## Quoted passage
The Ayr to Stranraer Line was built to serve the ferry port to Ireland.

The route between Ayr and Stranraer comprises of five stations – Ayr, Maybole, Girvan, Barrhill and Stranraer.

Opened in 1854 the Ayr and Dalmellington Railway was built to serve the iron works and coal mines in the Doon Valley. South of Dalmellington Junction, formerly called Maybole Junction, was the five and a quarter mile Ayr & Maybole Junction Railway which opened in 1856 and terminated to the north of the existing station at Maybole.

Four years later, the Maybole & Girvan Railway extended the line to a small terminus close to the harbour at Girvan. From the beginning, both railways were operated by the Glasgow & South West Railway (G&SWR) and by 1871 G&SWR had full control of both companies.

In 1862 as part of a deal between the Government and Royal Mail, a railway opened between Castle Douglas and Portpatrick. This was done to restore a ferry link that had operated between 1662 and 1849 across the short channel crossing from Scotland to Donaghadee in County Down. Later, Stranraer and Larne became the terminal points of the North Channel ferry crossing.

The Portpatrick Railway was opened in October 1862 and became known as the ‘Port Road’ and provided the only railway link between Glasgow and Belfast. Within Scotland, this involved a journey down either the modern-day West Coast Main Line – then operated by Caledonian Railway – to Lockerbie and on to Dumfries. The other option was to head to Dumfries, via Cumnock, on the Glasgow & South West Railway, a distance of at least 155 miles depending on the chosen route. It was actually quicker to board a steamer at Ardrossan and sail to Belfast than to follow the circuitous route via Dumfries!

## Exercise set
(A) Name every station that the passage on the Ayr to Stranraer line says the route between Ayr and Stranraer comprises.
(B) Carry on the passage on the Ayr to Stranraer line, starting after its last sentence.
None of the items that follow are needed here.

## Entries shown

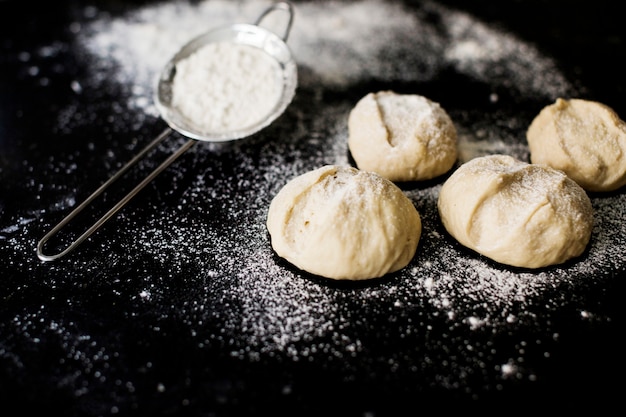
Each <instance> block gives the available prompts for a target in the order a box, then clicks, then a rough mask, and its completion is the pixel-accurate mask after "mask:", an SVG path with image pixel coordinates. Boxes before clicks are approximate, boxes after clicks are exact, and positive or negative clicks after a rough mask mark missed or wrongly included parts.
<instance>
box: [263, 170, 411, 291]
mask: <svg viewBox="0 0 626 417" xmlns="http://www.w3.org/2000/svg"><path fill="white" fill-rule="evenodd" d="M267 229H268V231H269V233H270V237H271V242H272V247H273V248H274V250H275V251H276V253H277V254H278V255H279V256H281V257H283V258H285V259H286V260H288V261H289V262H291V263H292V264H293V265H295V266H297V267H298V268H300V269H302V270H305V271H307V272H310V273H312V274H315V275H320V276H323V277H326V278H333V279H348V280H363V279H369V278H377V277H381V276H383V275H385V274H387V273H390V272H394V271H397V270H399V269H401V268H403V267H405V266H406V265H407V264H408V263H409V262H410V261H411V259H412V258H413V256H414V255H415V252H416V250H417V245H418V242H419V239H420V235H421V232H422V223H421V219H420V216H419V214H418V212H417V210H416V208H415V206H414V205H413V203H412V202H411V200H409V199H408V198H407V197H406V196H405V195H404V193H403V192H402V190H400V189H399V188H398V187H397V186H396V185H395V184H393V183H392V182H391V181H388V180H386V179H384V178H383V177H381V176H380V175H378V174H375V173H373V172H365V171H360V170H357V169H355V168H352V167H341V166H334V165H327V166H324V167H321V168H318V169H316V170H313V171H309V172H307V173H305V174H302V175H300V176H299V177H296V178H294V179H292V180H291V181H289V182H288V183H287V184H286V185H285V186H284V187H283V188H282V189H281V190H280V191H279V193H278V194H277V195H276V196H275V197H274V199H273V200H272V202H271V204H270V207H269V212H268V216H267Z"/></svg>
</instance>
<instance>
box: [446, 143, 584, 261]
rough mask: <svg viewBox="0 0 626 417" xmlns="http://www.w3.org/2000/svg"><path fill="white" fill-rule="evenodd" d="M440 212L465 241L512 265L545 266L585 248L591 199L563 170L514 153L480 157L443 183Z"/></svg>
mask: <svg viewBox="0 0 626 417" xmlns="http://www.w3.org/2000/svg"><path fill="white" fill-rule="evenodd" d="M438 209H439V215H440V217H441V220H442V222H443V225H444V226H445V228H446V230H447V231H448V232H449V233H450V234H451V235H452V236H453V237H454V238H455V239H457V240H458V241H459V243H461V244H462V245H464V246H466V247H468V248H470V249H473V250H475V251H476V252H478V253H480V254H482V255H484V256H486V257H488V258H491V259H493V260H494V261H496V262H500V263H503V264H507V265H512V266H517V267H524V268H541V267H545V266H549V265H556V264H560V263H563V262H565V261H567V260H568V259H571V258H574V257H577V256H579V255H580V254H582V253H583V252H584V250H585V248H586V246H587V243H588V242H589V240H590V238H591V231H592V228H593V209H592V206H591V200H590V199H589V197H588V196H587V194H586V192H585V190H583V189H582V188H581V187H580V186H579V185H578V184H576V182H574V181H573V180H572V179H571V178H569V177H568V176H567V175H565V174H564V173H563V172H561V171H558V170H555V169H553V168H550V167H548V166H545V165H536V164H528V163H526V162H522V161H519V160H517V159H514V158H513V157H510V156H508V155H490V156H483V157H478V158H474V159H472V160H470V161H468V162H466V163H464V164H463V165H461V166H460V167H459V168H458V169H457V170H456V171H455V172H454V173H453V174H452V175H451V176H450V177H449V178H448V179H447V180H446V182H445V183H444V184H443V186H442V188H441V191H440V194H439V199H438Z"/></svg>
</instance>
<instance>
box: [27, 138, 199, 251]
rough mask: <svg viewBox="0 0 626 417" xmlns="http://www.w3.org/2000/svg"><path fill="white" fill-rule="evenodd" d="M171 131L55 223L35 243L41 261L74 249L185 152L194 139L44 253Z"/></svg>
mask: <svg viewBox="0 0 626 417" xmlns="http://www.w3.org/2000/svg"><path fill="white" fill-rule="evenodd" d="M170 133H172V129H171V128H169V127H168V128H166V129H165V130H164V131H163V132H162V133H161V134H160V135H158V136H157V137H156V138H155V139H154V140H153V141H152V142H150V143H149V144H148V145H147V146H146V147H145V148H143V149H142V150H141V151H140V152H139V153H138V154H137V155H135V157H133V159H131V160H130V161H128V162H127V163H126V165H124V166H123V167H122V168H120V170H119V171H117V172H116V173H115V175H113V176H112V177H111V178H109V179H108V180H107V181H106V182H105V183H104V184H102V185H101V186H100V187H99V188H98V189H97V190H96V191H94V192H93V193H92V194H91V195H90V196H89V197H87V198H86V199H85V201H83V202H82V203H81V204H80V205H78V206H77V207H76V208H75V209H74V210H72V212H71V213H70V214H68V215H67V216H66V217H65V218H63V220H61V222H59V224H57V225H56V226H55V227H54V228H52V230H50V231H49V232H48V233H47V234H46V235H45V236H44V237H43V238H42V239H41V240H40V241H39V243H37V256H38V257H39V259H41V260H42V261H53V260H55V259H58V258H60V257H62V256H64V255H66V254H67V253H69V252H71V251H72V250H74V249H75V248H76V247H77V246H78V245H80V244H81V243H82V242H83V241H85V240H86V239H87V238H88V237H89V236H91V235H92V234H93V233H94V232H95V231H96V230H98V229H99V228H100V226H102V225H103V224H104V223H105V222H106V221H107V220H109V219H110V218H111V217H113V215H114V214H115V213H117V212H118V211H119V210H120V209H121V208H122V207H124V205H126V203H128V202H129V201H130V200H131V199H132V198H133V197H134V196H135V195H136V194H137V193H138V192H139V191H141V189H143V188H144V187H145V186H146V185H147V184H148V183H149V182H150V181H152V180H153V179H154V178H155V177H156V176H157V175H159V174H160V173H161V172H162V171H163V170H164V169H165V168H167V167H168V166H169V165H171V164H172V162H174V161H175V160H176V158H178V157H179V156H180V155H182V154H183V153H185V152H186V151H187V150H188V149H189V148H191V147H192V146H193V145H194V144H195V143H196V141H195V140H194V139H189V140H188V141H187V142H185V143H184V144H183V145H182V146H180V147H179V148H178V150H176V152H174V153H173V154H172V155H170V156H169V157H168V158H167V159H166V160H165V161H163V162H162V163H161V165H159V166H158V167H156V168H155V169H154V171H152V172H151V173H150V174H149V175H148V176H146V177H145V178H144V179H143V180H142V181H141V182H140V183H139V184H137V185H136V186H135V188H133V189H132V190H131V191H130V192H129V193H128V194H126V196H125V197H124V198H122V199H121V200H120V201H119V202H118V203H117V204H116V205H115V206H113V207H112V208H111V209H110V210H109V211H107V212H106V213H105V214H104V215H103V216H102V217H101V218H100V219H99V220H98V221H96V222H95V223H93V225H91V227H89V228H88V229H87V230H86V231H85V232H84V233H83V234H82V235H80V236H79V237H78V238H77V239H75V240H74V241H73V242H72V243H71V244H70V245H69V246H67V247H66V248H65V249H64V250H62V251H61V252H58V253H56V254H53V255H47V254H45V253H44V245H45V244H46V242H47V241H48V240H49V239H50V238H51V237H52V236H54V235H55V234H57V233H58V232H59V231H60V230H61V229H62V228H63V227H65V225H67V224H68V223H69V222H70V221H71V220H72V219H73V218H74V217H76V215H77V214H78V213H80V212H81V211H82V210H83V209H84V208H85V207H87V206H88V205H89V204H91V203H92V202H93V200H95V199H96V198H97V197H98V196H99V195H100V194H102V193H103V192H104V191H105V190H106V189H107V188H108V187H109V186H110V185H111V184H112V183H113V182H115V181H116V180H118V179H119V178H120V177H121V176H122V175H124V173H126V171H128V169H129V168H130V167H132V166H133V165H135V164H136V163H137V162H139V161H140V160H141V159H142V158H143V157H144V156H145V155H146V154H147V153H148V152H150V151H151V150H152V149H154V148H155V147H156V146H157V145H158V144H159V143H161V142H162V141H163V140H164V139H165V138H166V137H168V136H169V135H170Z"/></svg>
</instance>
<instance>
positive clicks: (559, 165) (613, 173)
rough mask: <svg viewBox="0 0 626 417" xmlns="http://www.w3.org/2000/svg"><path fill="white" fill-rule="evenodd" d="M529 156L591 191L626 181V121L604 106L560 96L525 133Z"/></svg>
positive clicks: (612, 186) (532, 124)
mask: <svg viewBox="0 0 626 417" xmlns="http://www.w3.org/2000/svg"><path fill="white" fill-rule="evenodd" d="M526 138H527V140H528V146H529V148H530V160H531V162H533V163H537V164H546V165H549V166H551V167H553V168H556V169H560V170H561V171H563V172H565V173H566V174H567V175H568V176H569V177H570V178H572V179H573V180H574V181H576V182H577V183H578V184H580V186H581V187H583V188H584V189H586V190H588V191H612V190H616V189H618V188H620V187H621V186H623V185H624V184H626V124H625V123H624V121H622V120H621V119H620V118H619V117H618V116H617V114H616V113H615V112H614V111H613V110H612V109H611V108H609V107H607V106H605V105H604V104H600V103H597V102H594V101H587V100H580V99H572V100H564V99H561V98H559V99H557V100H556V102H555V103H554V104H551V105H549V106H546V107H545V108H543V109H542V110H541V112H540V113H539V114H538V115H537V117H535V119H534V120H533V121H532V123H531V124H530V127H529V128H528V132H527V133H526Z"/></svg>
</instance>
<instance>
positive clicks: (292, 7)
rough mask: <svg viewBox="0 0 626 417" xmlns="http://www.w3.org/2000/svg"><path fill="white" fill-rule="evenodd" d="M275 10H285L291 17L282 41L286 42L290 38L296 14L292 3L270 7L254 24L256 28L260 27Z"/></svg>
mask: <svg viewBox="0 0 626 417" xmlns="http://www.w3.org/2000/svg"><path fill="white" fill-rule="evenodd" d="M275 10H283V11H285V12H287V14H288V15H289V19H288V20H287V26H286V27H285V33H284V34H283V36H282V40H283V41H285V42H286V41H287V37H288V36H289V32H290V31H291V25H292V24H293V15H294V12H293V6H292V5H291V3H289V2H286V1H282V2H279V3H275V4H273V5H271V6H270V7H268V8H267V9H265V11H264V12H263V13H261V15H260V16H259V17H258V18H257V20H256V22H255V23H254V24H255V25H256V26H259V25H260V24H261V21H262V20H263V19H264V18H265V16H267V15H268V14H270V13H271V12H273V11H275Z"/></svg>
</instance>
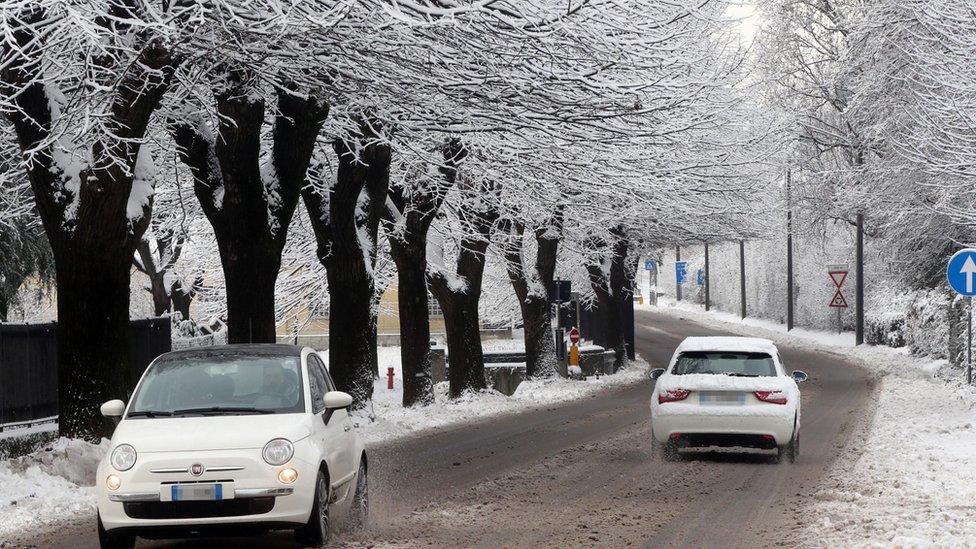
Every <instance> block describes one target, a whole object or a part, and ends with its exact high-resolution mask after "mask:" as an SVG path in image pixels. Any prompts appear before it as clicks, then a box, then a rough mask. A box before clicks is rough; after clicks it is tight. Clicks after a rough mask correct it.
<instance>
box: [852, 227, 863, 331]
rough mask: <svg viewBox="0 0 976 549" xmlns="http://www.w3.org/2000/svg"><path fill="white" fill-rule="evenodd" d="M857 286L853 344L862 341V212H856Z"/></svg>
mask: <svg viewBox="0 0 976 549" xmlns="http://www.w3.org/2000/svg"><path fill="white" fill-rule="evenodd" d="M856 261H857V266H856V267H855V269H856V273H857V280H856V281H855V282H856V283H857V286H856V288H855V290H854V291H855V294H854V301H855V306H856V307H857V311H856V313H855V315H856V317H855V320H854V344H855V345H861V344H863V343H864V212H857V258H856Z"/></svg>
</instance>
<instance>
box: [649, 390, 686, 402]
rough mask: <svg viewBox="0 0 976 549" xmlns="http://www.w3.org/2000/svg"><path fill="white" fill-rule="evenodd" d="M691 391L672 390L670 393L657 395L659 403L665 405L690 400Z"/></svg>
mask: <svg viewBox="0 0 976 549" xmlns="http://www.w3.org/2000/svg"><path fill="white" fill-rule="evenodd" d="M690 393H691V392H690V391H686V390H684V389H671V390H670V391H661V392H660V393H658V395H657V403H658V404H664V403H665V402H675V401H678V400H684V399H686V398H688V395H689V394H690Z"/></svg>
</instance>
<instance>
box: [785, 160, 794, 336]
mask: <svg viewBox="0 0 976 549" xmlns="http://www.w3.org/2000/svg"><path fill="white" fill-rule="evenodd" d="M791 183H792V180H791V176H790V170H786V330H787V331H789V330H792V329H793V204H792V202H791V201H790V199H791V198H792V197H791V196H790V184H791Z"/></svg>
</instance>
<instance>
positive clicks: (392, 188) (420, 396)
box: [384, 139, 467, 407]
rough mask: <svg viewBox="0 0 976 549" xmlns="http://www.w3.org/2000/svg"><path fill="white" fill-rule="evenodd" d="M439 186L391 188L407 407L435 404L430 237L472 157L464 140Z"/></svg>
mask: <svg viewBox="0 0 976 549" xmlns="http://www.w3.org/2000/svg"><path fill="white" fill-rule="evenodd" d="M441 152H442V154H443V157H444V163H443V164H442V165H441V166H439V168H438V170H439V171H440V172H441V174H442V175H443V176H444V177H443V180H441V181H440V184H432V185H427V184H421V185H416V186H411V187H410V189H409V192H405V191H406V189H405V188H404V187H403V186H391V187H390V188H389V200H388V201H387V203H386V209H385V210H384V221H385V223H384V228H385V230H386V233H387V238H388V239H389V241H390V254H391V255H392V256H393V261H395V262H396V266H397V308H398V311H399V315H400V363H401V367H402V369H403V406H404V407H407V406H414V405H418V404H419V405H421V406H427V405H429V404H433V402H434V386H433V380H432V379H431V356H430V308H429V301H430V294H429V292H428V291H427V233H428V231H429V230H430V224H431V223H432V222H433V220H434V217H435V216H436V215H437V211H438V210H439V209H440V206H441V203H442V202H443V200H444V195H445V194H446V193H447V191H448V190H449V189H450V188H451V187H453V186H454V183H455V181H456V179H457V167H458V163H460V162H461V161H462V160H464V158H465V157H466V156H467V150H466V149H465V147H464V146H463V144H462V143H461V141H460V140H459V139H451V140H448V142H447V143H445V145H444V147H443V149H442V151H441Z"/></svg>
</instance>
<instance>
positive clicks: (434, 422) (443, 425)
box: [322, 340, 648, 444]
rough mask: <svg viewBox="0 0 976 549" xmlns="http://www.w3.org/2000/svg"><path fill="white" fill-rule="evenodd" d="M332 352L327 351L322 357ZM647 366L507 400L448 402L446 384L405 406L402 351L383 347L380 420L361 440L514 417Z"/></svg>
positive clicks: (585, 395) (586, 394) (632, 374)
mask: <svg viewBox="0 0 976 549" xmlns="http://www.w3.org/2000/svg"><path fill="white" fill-rule="evenodd" d="M485 348H486V350H487V349H491V350H499V351H501V350H505V351H512V350H517V349H519V348H520V344H518V343H513V342H511V341H510V340H503V341H490V342H486V344H485ZM322 354H327V353H322ZM389 367H392V368H393V372H394V388H393V390H390V389H387V379H386V372H387V368H389ZM647 368H648V366H647V363H646V362H645V361H644V360H643V359H640V357H638V360H637V361H636V362H634V363H632V364H630V365H629V366H628V367H627V368H625V369H623V370H622V371H620V372H617V373H616V374H614V375H612V376H602V377H600V378H599V379H597V378H595V377H590V378H589V379H587V380H586V381H573V380H568V379H562V378H557V379H551V380H543V381H525V382H522V384H521V385H519V387H518V390H516V391H515V394H514V395H512V396H510V397H508V396H505V395H503V394H501V393H498V392H495V391H491V390H489V391H485V392H481V393H473V394H469V395H465V396H464V397H462V398H460V399H457V400H449V399H448V398H447V382H442V383H438V384H437V385H436V386H435V387H434V391H435V402H434V404H433V405H431V406H422V407H414V408H403V406H402V405H401V402H402V400H403V383H402V380H403V375H402V371H401V368H400V348H399V347H380V348H379V369H380V379H379V380H377V382H376V385H375V387H374V389H373V410H372V412H373V414H374V415H375V418H376V419H375V421H372V422H368V423H364V428H363V430H362V433H361V434H362V436H363V438H365V440H366V442H367V443H368V444H375V443H381V442H385V441H389V440H393V439H395V438H399V437H403V436H410V435H413V434H416V433H419V432H422V431H426V430H429V429H437V428H440V427H449V426H451V425H456V424H459V423H463V422H467V421H473V420H477V419H480V418H485V417H489V416H496V415H500V414H506V413H515V412H521V411H525V410H529V409H532V408H539V407H545V406H549V405H552V404H555V403H558V402H565V401H569V400H573V399H578V398H583V397H585V396H587V395H590V394H592V393H595V392H597V391H600V390H601V389H604V388H606V387H608V386H612V385H625V384H628V383H635V382H637V381H638V380H640V379H641V378H642V377H643V376H644V375H645V373H646V371H647Z"/></svg>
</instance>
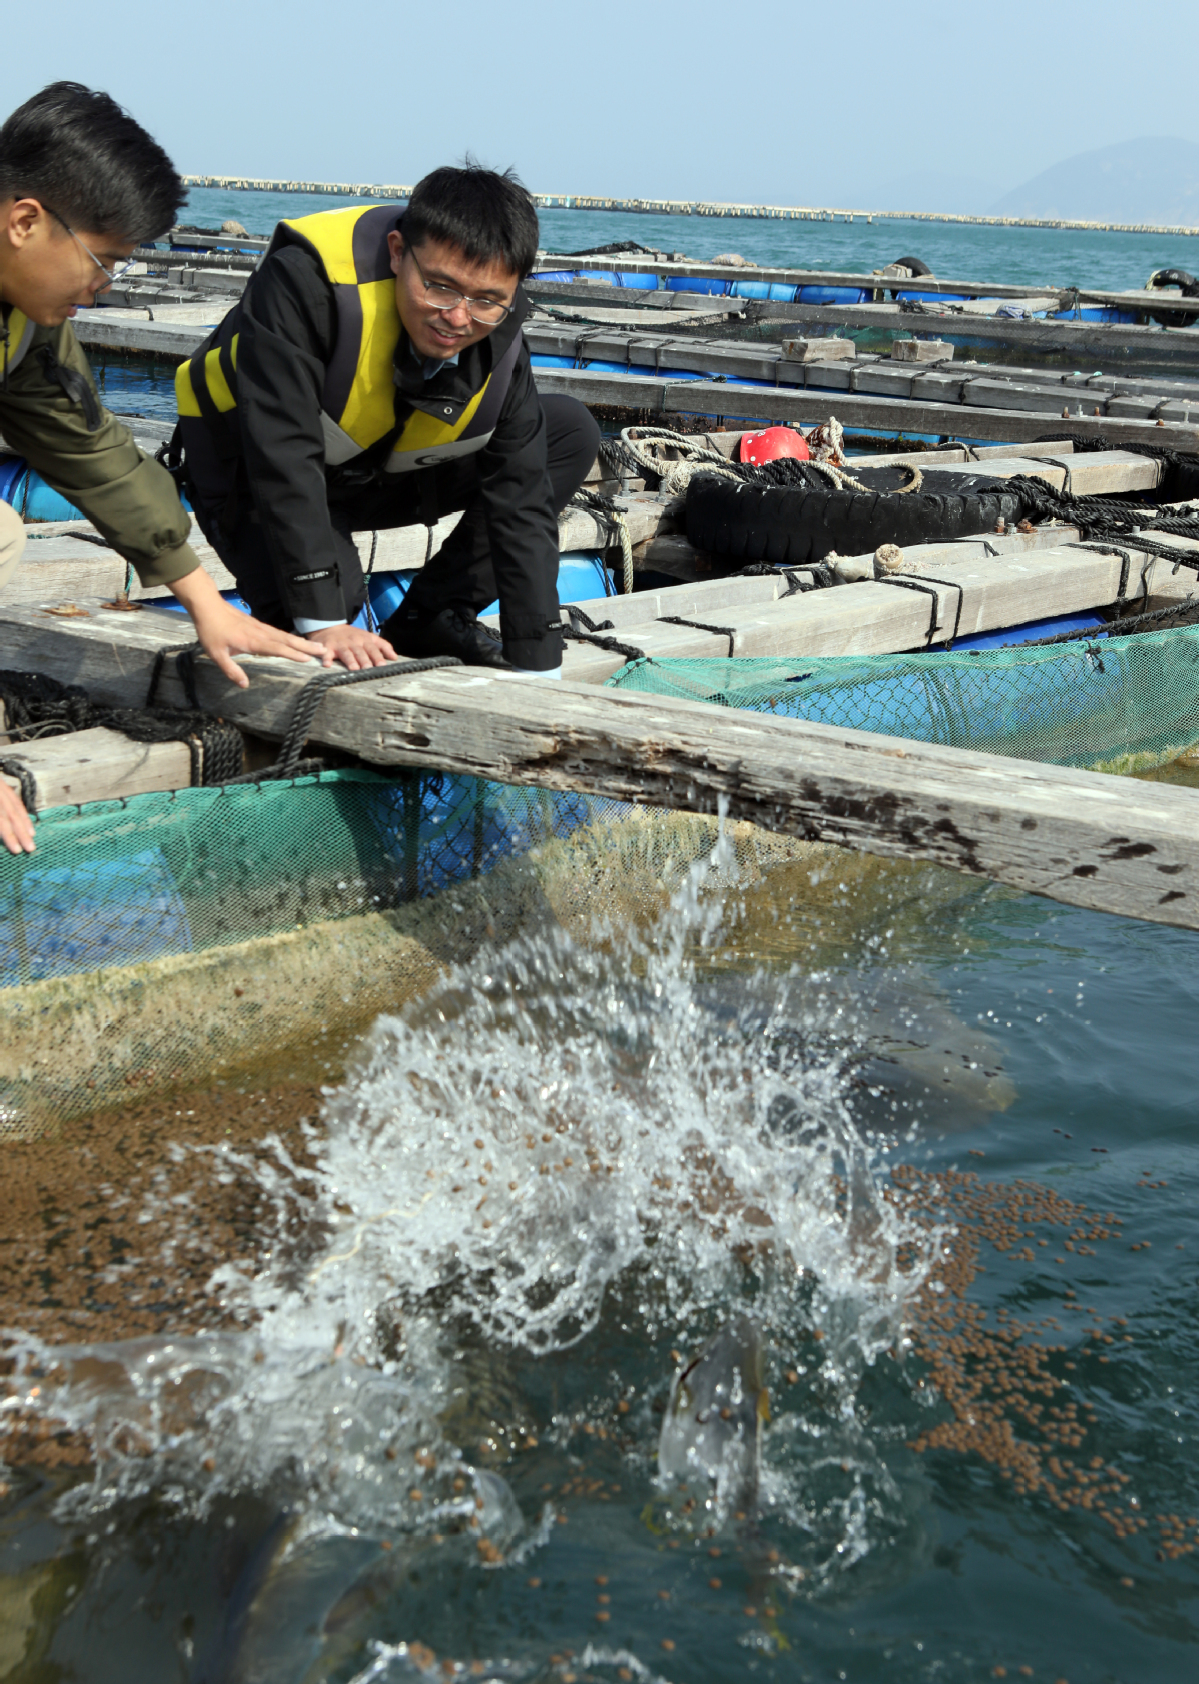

## Response list
(A) Ayr, Maybole, Girvan, Barrhill and Stranraer

(B)
Finally in 1877 the missing link was opened. This was the Girvan & Portpatrick Junction Railway, operated by G&SWR, and ran through the villages of Pinmore, Pinwherry and Barrhill to join Portpatrick Railway at Challoch Junction. It was eventually acquired by G&SWR in 1892. In 1923, The London, Midland & Scottish Railway took control before nationalisation under British Transport Commission in 1948. British Rail then took charge in 1963 until privatisation in 1994.

Under franchising, the line became part of the ScotRail franchise won by National Express in 1997. In 2004, First Group won the right to operate the ScotRail franchise and in 2014 Abellio/ScotRail won the tender to operate the line.